• Excerpted text:
____________

I want to read a huge file in my code. Is read() or readline() faster for this. How about the loop:
for line in fileHandle
I want to read a huge file in my code. Is read() or readline() faster for this. How about the loop:
for line in fileHandle
If your file is a text file then use readlines() which is obviously the way to read file containing lines. Apart from that: perform benchmarks if you are really aware of possible performance problems. I doubt that you will encounter any issues....the speed of the filesystem should be the limiting factor.
If file is huge, read() is definitevely bad idea, as it loads (without size parameter), whole file into memory.
Readline reads only one line at time, so I would say that is better choice for huge files.
And just iterating over file object should be as effective as using readline.
See http://docs.python.org/tutorial/inputoutput.html#methods-of-file-objects for more info
read() basically is trying to read the whole file and save it into a single string to be used later while readlines() is also trying to read the whole file but it will do a split("\n") and store the strings of lines into a list. Hence, these two methods are not preferred if the file size is excessively big.

____________

• Stated exercise A: Extract every line of the listing below that contains the word "with".

[Dataset excerpts on object pointing]

____________

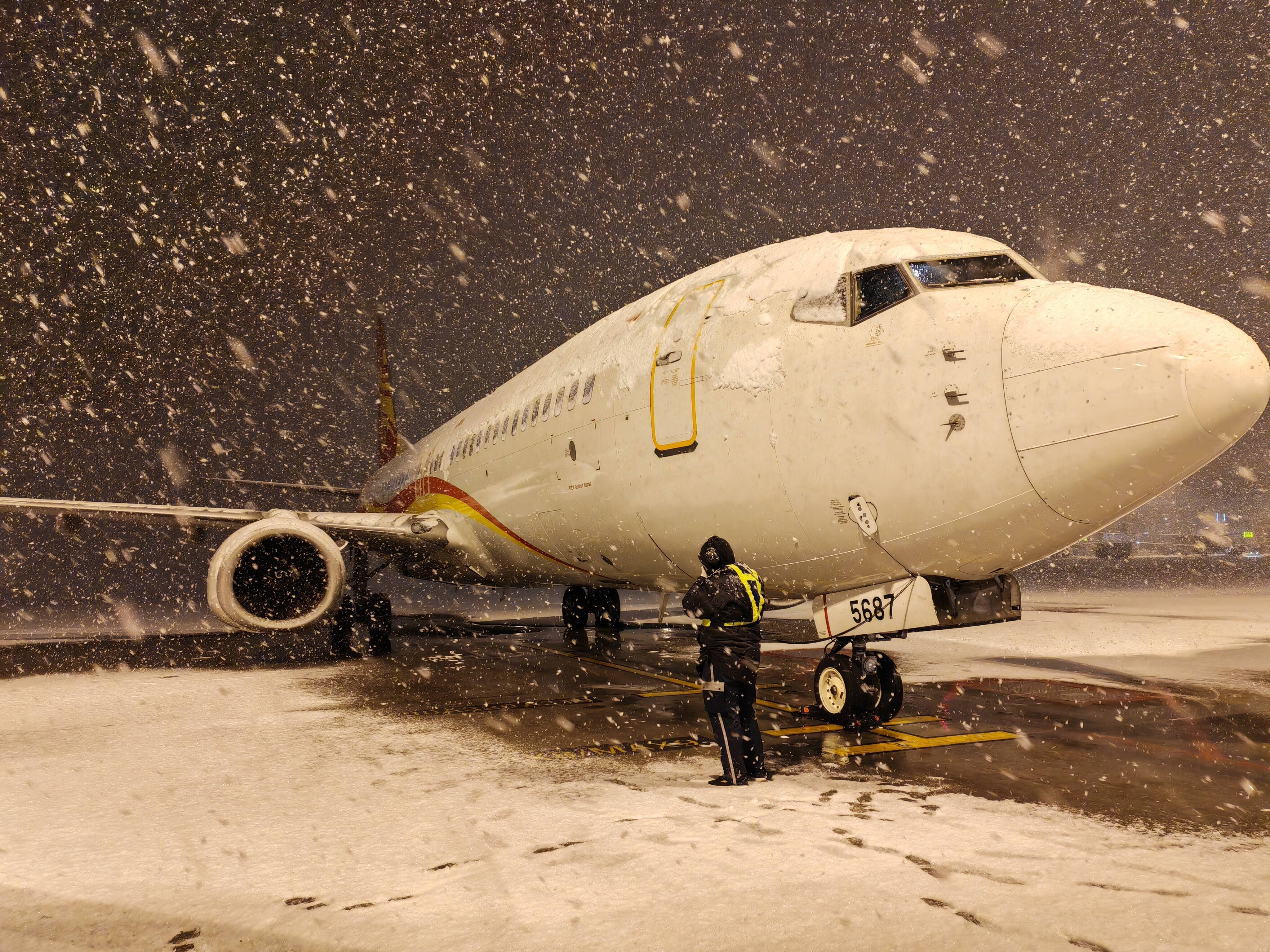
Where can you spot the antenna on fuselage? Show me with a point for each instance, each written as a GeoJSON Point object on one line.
{"type": "Point", "coordinates": [390, 442]}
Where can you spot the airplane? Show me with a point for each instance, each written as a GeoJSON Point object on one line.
{"type": "Point", "coordinates": [887, 423]}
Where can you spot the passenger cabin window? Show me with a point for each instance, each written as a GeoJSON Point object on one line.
{"type": "Point", "coordinates": [879, 289]}
{"type": "Point", "coordinates": [977, 270]}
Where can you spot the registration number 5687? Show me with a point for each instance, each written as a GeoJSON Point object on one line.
{"type": "Point", "coordinates": [867, 610]}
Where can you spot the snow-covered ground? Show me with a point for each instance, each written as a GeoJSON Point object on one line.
{"type": "Point", "coordinates": [141, 805]}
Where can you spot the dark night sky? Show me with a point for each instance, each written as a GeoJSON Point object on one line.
{"type": "Point", "coordinates": [204, 205]}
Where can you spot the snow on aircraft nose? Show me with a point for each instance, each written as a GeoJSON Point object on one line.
{"type": "Point", "coordinates": [1114, 395]}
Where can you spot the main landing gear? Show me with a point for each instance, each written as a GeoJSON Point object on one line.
{"type": "Point", "coordinates": [581, 602]}
{"type": "Point", "coordinates": [361, 606]}
{"type": "Point", "coordinates": [859, 690]}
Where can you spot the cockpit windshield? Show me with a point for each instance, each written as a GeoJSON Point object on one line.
{"type": "Point", "coordinates": [980, 270]}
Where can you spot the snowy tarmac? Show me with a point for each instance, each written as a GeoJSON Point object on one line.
{"type": "Point", "coordinates": [522, 790]}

____________

• Stated exercise B: Extend the forum thread on reading a huge file in Python, picking up after its final reply.

• Expected answer A:
Where can you spot the antenna on fuselage? Show me with a point for each instance, each written as a GeoJSON Point object on one line.
Where can you spot the airplane? Show me with a point for each instance, each written as a GeoJSON Point object on one line.
Where can you spot the passenger cabin window? Show me with a point for each instance, each written as a GeoJSON Point object on one line.
Where can you spot the registration number 5687? Show me with a point for each instance, each written as a GeoJSON Point object on one line.
Where can you spot the snow-covered ground? Show me with a point for each instance, each written as a GeoJSON Point object on one line.
Where can you spot the dark night sky? Show me with a point for each instance, each written as a GeoJSON Point object on one line.
Where can you spot the snow on aircraft nose? Show me with a point for each instance, each written as a GeoJSON Point object on one line.
Where can you spot the main landing gear? Show me with a point for each instance, each written as a GeoJSON Point object on one line.
Where can you spot the cockpit windshield? Show me with a point for each instance, each written as a GeoJSON Point object on one line.
Where can you spot the snowy tarmac? Show me with a point for each instance, each written as a GeoJSON Point object on one line.

• Expected answer B:
readline() and for loop (i.e.for line in file:) will read one line at a time and store it into a string. I guess they will use the same time to finish the job if memory allows. However these two are preferred if the file size is huge.
The real difference between read() and readlines() The read function simply loads the file as is into memory. The readlines method reads the file as a list of lines without line termination. The readlines method should only be used on text files, and neither should be used on large files. If copying the information from a text file, read works well, because it can be output with a the write function without the need to add line termination.
The docs for readlines indicate there is an optional sizehint. Because it is so vague, it's easy to overlook, but I found this to often be the fastest way to read files. Use readlines(1), which hints one line, but in fact reads in about 4k or 8k worth of lines IIRC. This takes advantage of the OS buffering and reduces the number of calls somewhat without using an excessive amount of memory.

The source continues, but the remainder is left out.